### [WHAT YOU SHOULD DO]
Return every line of the data from the one containing "Segment every instance" down to the one containing "135 145 L 7", both included, copied character for character. Leave the pictures out of your answer.

(Collection entries)

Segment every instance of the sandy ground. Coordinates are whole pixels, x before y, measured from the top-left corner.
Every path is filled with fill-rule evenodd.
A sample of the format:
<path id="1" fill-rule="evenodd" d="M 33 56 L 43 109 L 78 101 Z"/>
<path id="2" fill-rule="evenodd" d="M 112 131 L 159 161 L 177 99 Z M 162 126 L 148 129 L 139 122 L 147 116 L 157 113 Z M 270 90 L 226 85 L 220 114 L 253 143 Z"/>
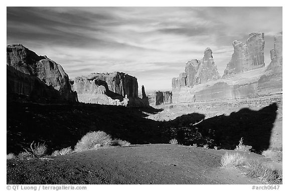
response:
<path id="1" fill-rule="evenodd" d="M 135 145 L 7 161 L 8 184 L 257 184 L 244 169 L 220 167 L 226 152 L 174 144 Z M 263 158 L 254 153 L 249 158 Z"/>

--

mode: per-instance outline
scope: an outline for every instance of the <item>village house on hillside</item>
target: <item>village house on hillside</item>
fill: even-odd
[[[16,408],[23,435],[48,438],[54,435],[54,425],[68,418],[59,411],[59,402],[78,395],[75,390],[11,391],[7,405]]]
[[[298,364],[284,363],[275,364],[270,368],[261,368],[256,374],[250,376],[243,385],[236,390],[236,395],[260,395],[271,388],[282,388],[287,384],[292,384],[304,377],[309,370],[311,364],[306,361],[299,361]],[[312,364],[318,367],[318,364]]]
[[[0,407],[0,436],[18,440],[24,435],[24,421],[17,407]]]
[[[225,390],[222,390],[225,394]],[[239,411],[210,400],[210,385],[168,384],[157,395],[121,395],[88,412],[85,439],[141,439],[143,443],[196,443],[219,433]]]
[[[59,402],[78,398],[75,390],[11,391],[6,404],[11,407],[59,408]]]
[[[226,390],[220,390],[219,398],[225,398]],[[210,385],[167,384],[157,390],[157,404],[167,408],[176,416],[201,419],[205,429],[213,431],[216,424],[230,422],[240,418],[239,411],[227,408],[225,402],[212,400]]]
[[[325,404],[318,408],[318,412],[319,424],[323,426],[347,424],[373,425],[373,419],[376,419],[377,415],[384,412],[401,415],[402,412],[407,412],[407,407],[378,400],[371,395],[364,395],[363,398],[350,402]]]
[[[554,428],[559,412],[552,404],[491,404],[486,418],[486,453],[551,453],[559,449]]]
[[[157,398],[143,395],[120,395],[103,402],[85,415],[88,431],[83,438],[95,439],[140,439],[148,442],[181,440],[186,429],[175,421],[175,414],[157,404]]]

### [WRITTEN SOLUTION]
Segment every instance of the sandy ground. Coordinates are whole pixels, x before y, measured from the top-left corner.
Every path is filled with fill-rule evenodd.
A sample of the format:
<path id="1" fill-rule="evenodd" d="M 33 56 L 43 109 L 78 101 Z"/>
<path id="2" fill-rule="evenodd" d="M 112 131 L 159 161 L 177 99 Z M 162 126 L 148 129 L 139 122 L 147 116 L 157 113 Z M 270 90 L 226 85 L 220 114 L 253 143 Z"/>
response:
<path id="1" fill-rule="evenodd" d="M 135 145 L 7 161 L 8 184 L 257 184 L 244 169 L 220 167 L 226 152 L 174 144 Z M 263 158 L 254 153 L 249 158 Z"/>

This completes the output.